WHAT IS NEEDED: Pick out every line of the records that contains the string "grain" and copy each one. Case counts.

Data listing:
⟨
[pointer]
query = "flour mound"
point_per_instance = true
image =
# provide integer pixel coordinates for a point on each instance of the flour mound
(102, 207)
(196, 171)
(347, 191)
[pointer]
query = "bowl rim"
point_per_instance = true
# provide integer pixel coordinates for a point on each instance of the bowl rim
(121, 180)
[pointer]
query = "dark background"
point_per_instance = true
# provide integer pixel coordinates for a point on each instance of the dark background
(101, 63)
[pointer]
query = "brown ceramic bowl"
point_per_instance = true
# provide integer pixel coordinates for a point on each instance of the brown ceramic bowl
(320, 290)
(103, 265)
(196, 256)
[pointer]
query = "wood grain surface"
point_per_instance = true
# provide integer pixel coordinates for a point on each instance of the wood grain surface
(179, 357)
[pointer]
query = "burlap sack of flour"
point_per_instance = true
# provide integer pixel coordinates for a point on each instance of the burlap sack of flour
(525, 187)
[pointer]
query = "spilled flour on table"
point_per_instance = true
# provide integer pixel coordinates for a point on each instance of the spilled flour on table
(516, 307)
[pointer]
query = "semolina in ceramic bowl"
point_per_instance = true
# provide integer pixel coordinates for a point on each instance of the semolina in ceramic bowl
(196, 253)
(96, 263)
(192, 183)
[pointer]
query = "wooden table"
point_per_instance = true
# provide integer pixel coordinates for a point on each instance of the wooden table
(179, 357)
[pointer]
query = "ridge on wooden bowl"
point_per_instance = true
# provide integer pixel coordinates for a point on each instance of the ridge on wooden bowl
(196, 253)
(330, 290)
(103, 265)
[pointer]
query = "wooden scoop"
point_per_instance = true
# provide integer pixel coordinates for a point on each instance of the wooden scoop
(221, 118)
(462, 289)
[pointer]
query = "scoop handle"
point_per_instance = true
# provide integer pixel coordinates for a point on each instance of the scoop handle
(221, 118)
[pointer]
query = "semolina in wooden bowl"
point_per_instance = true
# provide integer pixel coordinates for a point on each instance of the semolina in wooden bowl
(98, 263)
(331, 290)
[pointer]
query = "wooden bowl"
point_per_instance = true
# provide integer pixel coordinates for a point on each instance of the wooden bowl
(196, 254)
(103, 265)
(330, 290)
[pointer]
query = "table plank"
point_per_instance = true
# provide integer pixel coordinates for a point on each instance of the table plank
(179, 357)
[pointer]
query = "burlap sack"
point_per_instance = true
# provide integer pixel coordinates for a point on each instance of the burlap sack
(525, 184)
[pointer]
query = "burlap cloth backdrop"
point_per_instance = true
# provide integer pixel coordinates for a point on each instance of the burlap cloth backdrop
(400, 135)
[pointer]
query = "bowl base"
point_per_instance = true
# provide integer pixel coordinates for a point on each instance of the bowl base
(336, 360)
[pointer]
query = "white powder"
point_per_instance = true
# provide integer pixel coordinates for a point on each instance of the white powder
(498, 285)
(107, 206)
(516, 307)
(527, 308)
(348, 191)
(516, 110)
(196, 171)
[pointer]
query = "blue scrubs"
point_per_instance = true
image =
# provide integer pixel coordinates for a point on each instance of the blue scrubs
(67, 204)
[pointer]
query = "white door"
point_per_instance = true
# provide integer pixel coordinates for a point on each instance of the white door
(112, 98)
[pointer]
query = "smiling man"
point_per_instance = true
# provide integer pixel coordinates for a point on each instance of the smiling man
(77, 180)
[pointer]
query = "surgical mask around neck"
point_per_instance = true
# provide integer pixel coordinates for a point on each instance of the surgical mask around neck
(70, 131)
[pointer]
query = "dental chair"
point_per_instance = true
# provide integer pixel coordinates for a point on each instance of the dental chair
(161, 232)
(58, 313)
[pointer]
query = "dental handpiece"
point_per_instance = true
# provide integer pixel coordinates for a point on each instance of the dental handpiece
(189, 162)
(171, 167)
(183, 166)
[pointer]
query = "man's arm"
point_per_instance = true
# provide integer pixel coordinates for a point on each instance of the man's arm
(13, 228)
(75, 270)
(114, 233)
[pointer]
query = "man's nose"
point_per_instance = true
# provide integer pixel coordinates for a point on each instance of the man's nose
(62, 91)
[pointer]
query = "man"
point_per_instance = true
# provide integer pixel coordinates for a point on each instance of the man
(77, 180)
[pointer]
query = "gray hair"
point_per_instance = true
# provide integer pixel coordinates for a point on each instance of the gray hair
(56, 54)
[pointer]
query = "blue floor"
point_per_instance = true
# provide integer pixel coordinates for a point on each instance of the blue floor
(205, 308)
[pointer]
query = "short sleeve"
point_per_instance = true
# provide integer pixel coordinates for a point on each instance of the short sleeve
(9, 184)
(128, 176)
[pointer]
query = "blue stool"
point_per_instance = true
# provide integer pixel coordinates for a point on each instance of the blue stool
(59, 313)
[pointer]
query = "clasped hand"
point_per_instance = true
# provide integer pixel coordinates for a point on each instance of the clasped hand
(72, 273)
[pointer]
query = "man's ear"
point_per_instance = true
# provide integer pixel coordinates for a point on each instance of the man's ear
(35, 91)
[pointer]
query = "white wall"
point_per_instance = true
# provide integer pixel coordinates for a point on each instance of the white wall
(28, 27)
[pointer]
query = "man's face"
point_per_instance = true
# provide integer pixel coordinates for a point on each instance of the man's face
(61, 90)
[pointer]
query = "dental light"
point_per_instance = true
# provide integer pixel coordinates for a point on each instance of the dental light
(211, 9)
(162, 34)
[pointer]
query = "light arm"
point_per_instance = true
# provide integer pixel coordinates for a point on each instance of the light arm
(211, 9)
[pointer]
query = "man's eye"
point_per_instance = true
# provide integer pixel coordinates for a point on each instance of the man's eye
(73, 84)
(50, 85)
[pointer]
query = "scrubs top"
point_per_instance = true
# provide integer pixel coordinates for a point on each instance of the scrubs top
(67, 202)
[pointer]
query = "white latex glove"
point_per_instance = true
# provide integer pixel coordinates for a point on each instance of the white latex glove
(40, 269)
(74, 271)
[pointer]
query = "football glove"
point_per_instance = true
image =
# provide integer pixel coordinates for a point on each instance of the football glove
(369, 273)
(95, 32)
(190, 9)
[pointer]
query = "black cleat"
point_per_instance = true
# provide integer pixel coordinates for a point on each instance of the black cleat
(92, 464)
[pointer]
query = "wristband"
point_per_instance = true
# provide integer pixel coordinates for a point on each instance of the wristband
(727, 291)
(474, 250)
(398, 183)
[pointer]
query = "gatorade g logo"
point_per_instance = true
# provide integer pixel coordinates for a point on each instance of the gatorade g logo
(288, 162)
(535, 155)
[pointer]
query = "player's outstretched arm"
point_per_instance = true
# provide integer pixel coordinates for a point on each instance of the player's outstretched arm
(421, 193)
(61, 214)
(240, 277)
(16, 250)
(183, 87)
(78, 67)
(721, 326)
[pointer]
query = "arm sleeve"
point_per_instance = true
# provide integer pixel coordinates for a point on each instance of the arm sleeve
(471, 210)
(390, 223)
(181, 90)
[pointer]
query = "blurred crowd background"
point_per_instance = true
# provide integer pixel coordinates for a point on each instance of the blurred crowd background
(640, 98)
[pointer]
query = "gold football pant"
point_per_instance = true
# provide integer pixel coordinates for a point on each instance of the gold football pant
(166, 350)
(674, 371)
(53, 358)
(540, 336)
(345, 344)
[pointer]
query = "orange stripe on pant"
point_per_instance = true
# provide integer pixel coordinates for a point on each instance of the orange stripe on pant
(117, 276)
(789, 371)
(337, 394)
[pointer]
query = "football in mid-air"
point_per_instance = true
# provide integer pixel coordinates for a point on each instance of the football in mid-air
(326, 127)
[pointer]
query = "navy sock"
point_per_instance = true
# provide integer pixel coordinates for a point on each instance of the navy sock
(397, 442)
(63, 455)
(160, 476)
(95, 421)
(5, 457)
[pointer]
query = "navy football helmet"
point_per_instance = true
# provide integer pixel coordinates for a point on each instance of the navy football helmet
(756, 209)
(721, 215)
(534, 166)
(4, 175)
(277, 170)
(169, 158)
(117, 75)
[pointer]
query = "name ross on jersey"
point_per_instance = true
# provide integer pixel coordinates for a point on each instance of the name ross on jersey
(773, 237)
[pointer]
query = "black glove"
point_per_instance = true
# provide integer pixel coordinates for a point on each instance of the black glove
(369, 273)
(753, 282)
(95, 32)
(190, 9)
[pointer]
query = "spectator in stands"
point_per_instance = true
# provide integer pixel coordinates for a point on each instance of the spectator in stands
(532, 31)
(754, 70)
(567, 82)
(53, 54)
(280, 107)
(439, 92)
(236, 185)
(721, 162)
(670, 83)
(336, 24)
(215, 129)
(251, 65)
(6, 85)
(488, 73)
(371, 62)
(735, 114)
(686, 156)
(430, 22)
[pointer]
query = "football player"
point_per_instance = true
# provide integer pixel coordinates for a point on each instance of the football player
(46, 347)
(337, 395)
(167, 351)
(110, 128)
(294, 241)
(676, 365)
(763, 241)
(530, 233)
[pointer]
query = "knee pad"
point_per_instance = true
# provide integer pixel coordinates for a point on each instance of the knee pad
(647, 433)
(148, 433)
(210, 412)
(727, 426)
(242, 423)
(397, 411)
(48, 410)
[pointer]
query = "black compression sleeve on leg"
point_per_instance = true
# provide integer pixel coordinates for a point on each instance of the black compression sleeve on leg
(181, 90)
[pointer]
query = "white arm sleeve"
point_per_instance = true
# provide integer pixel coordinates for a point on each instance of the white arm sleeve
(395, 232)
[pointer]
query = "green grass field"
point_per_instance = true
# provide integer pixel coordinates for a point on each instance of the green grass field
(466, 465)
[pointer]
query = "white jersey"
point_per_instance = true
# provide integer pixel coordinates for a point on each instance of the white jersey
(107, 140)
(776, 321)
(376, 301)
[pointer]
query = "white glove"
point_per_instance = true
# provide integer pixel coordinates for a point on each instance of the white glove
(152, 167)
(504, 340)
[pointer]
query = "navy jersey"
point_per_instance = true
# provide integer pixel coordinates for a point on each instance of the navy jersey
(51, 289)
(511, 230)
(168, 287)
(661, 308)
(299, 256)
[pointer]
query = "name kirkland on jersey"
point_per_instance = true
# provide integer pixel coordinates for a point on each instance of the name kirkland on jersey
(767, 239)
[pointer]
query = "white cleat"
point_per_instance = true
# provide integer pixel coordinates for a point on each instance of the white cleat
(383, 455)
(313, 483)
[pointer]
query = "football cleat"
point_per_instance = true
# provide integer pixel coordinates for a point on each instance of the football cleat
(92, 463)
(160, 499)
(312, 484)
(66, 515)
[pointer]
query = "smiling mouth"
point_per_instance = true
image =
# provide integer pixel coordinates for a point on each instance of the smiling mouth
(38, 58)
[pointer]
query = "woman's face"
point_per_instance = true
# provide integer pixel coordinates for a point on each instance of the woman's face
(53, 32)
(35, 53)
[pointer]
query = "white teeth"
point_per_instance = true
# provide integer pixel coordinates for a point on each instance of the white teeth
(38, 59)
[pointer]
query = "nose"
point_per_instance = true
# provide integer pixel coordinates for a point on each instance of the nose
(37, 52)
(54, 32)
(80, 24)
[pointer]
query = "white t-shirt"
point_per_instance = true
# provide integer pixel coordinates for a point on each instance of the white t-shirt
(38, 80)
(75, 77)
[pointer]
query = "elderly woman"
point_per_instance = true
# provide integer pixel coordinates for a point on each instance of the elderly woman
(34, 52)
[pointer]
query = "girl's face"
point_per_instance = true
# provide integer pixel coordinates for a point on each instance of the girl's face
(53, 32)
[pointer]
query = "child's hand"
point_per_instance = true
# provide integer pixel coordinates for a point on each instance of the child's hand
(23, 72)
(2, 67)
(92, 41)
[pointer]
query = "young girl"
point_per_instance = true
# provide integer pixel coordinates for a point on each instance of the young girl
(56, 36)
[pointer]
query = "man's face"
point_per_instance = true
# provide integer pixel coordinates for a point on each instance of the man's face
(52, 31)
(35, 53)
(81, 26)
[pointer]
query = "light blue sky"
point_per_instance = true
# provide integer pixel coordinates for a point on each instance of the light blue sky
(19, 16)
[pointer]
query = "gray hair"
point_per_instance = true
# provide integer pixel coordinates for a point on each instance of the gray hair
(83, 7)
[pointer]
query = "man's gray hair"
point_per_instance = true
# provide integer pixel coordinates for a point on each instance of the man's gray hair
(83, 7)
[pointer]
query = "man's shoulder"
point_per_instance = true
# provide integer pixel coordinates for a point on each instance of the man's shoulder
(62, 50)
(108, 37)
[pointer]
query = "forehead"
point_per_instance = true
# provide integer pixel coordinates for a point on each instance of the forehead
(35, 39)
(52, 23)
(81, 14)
⟩
WRITTEN SOLUTION:
query = "wood grain surface"
# provide integer pixel coordinates for a point on each instance of the wood grain surface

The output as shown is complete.